▶ **CHALLENGE**:
Reproduce all of the material word for word.

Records
"""

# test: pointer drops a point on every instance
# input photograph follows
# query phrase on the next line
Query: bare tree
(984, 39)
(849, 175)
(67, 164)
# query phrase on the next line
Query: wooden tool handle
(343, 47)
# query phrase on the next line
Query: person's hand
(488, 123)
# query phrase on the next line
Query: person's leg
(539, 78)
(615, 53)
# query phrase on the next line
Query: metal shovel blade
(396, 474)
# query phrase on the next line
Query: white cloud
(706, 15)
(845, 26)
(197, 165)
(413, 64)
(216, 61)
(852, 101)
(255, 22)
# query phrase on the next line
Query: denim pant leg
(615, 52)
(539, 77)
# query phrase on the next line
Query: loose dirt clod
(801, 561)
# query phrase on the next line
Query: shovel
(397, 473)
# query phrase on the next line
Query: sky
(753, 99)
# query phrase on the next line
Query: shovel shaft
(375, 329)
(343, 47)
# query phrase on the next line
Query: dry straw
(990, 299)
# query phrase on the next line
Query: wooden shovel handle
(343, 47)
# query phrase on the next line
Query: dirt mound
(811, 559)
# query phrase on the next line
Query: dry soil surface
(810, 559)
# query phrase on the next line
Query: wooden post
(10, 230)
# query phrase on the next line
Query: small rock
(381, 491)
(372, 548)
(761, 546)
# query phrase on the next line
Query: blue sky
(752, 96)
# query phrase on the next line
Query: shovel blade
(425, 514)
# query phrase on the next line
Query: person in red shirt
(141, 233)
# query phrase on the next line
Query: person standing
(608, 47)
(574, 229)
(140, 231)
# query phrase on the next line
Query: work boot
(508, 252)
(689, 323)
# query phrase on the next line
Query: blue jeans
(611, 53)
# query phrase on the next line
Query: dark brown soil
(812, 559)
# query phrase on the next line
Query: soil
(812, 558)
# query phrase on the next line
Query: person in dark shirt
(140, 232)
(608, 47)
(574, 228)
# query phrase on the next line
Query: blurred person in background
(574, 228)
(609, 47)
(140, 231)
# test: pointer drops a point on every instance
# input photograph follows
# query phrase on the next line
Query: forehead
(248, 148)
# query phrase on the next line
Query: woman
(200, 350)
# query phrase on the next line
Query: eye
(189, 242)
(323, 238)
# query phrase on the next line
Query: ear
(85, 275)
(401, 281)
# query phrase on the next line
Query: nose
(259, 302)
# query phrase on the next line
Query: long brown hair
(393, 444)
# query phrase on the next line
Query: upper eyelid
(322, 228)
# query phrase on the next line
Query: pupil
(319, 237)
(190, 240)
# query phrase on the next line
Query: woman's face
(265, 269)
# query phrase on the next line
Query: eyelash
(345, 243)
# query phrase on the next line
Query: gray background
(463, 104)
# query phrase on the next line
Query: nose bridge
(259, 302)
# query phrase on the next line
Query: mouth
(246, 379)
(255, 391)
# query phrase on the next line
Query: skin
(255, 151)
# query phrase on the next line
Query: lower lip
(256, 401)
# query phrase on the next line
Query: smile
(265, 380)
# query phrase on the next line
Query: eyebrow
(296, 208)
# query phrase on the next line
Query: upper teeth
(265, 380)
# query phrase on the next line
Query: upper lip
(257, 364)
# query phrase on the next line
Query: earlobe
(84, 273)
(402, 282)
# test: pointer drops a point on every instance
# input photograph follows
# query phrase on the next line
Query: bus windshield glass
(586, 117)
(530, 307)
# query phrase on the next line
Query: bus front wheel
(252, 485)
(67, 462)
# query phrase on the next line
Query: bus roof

"""

▶ **COMPLETED TASK**:
# test: pointer drops a point on every instance
# input photograph follows
# query phrase on the next line
Query: bare tree
(984, 39)
(849, 175)
(67, 164)
# query phrase on the next line
Query: wooden tool handle
(343, 47)
# query phrase on the next line
Query: person's hand
(488, 123)
# query phrase on the next line
Query: person's leg
(539, 78)
(615, 53)
# query phrase on the next line
Query: metal shovel blade
(396, 474)
# query phrase on the next line
Query: white cloud
(706, 15)
(845, 26)
(197, 165)
(413, 64)
(216, 61)
(852, 101)
(255, 22)
# query phrase on the next line
Query: denim pant leg
(615, 52)
(539, 77)
# query phrase on the next line
Query: loose dirt clod
(801, 561)
# query phrase on the next line
Query: shovel
(397, 473)
# query phrase on the next line
Query: sky
(753, 99)
# query phrase on the next line
Query: shovel shaft
(375, 329)
(343, 47)
# query phrase on the next line
Query: dry straw
(990, 299)
# query phrase on the next line
Query: wooden shovel handle
(343, 47)
# query phrase on the next line
Query: dirt mound
(811, 559)
# query phrase on the next line
Query: dry soil surface
(810, 559)
# query phrase on the next line
Query: wooden post
(10, 230)
# query phrase on the next line
Query: small rock
(381, 491)
(372, 548)
(761, 546)
# query phrase on the next line
Query: blue sky
(752, 96)
# query phrase on the next line
Query: shovel blade
(425, 514)
# query phrase on the next line
Query: person in red shirt
(141, 233)
# query phrase on the next line
Query: person standing
(608, 47)
(574, 229)
(140, 231)
# query phrase on the next line
Query: work boot
(508, 252)
(689, 323)
# query phrase on the next line
Query: blue jeans
(611, 53)
# query phrase on the next line
Query: dark brown soil
(812, 559)
# query phrase on the next line
Query: soil
(812, 558)
# query phrase on the next line
Query: person in dark shirt
(140, 232)
(608, 47)
(574, 228)
# query phrase on the next line
Query: blurred person in background
(574, 228)
(609, 47)
(140, 231)
# test: pointer drops a point on every instance
# input photograph follows
# query phrase on the next line
Query: forehead
(248, 148)
# query phrase on the next line
Query: woman
(200, 350)
# query phrase on the next line
Query: eye
(189, 242)
(323, 238)
# query phrase on the next line
Query: ear
(85, 275)
(401, 281)
# query phrase on the next line
Query: nose
(259, 302)
# query phrase on the next line
Query: long brown hair
(393, 444)
# query phrase on the next line
Query: upper eyelid
(322, 228)
# query phrase on the next line
Query: pupil
(319, 237)
(190, 240)
# query phrase on the next line
Query: woman's face
(265, 269)
# query phrase on the next line
Query: eyelash
(345, 243)
# query phrase on the next line
Query: gray background
(463, 104)
# query phrase on the next line
Query: nose bridge
(259, 302)
# query phrase on the next line
Query: mouth
(246, 379)
(255, 391)
# query phrase on the next line
Query: skin
(255, 151)
# query phrase on the next line
Query: lower lip
(256, 401)
# query phrase on the next line
Query: smile
(265, 380)
# query phrase on the next line
Query: eyebrow
(296, 208)
# query phrase on the next line
Query: upper teeth
(265, 380)
# query phrase on the next line
Query: upper lip
(257, 364)
# query phrase on the next line
Query: earlobe
(84, 273)
(402, 282)
# test: pointer drops a point on every instance
# input photograph follows
# query phrase on the next line
Query: bus windshield glass
(586, 117)
(530, 307)
# query phrase on the next line
Query: bus front wheel
(252, 485)
(67, 462)
# query phrase on the next line
Query: bus roof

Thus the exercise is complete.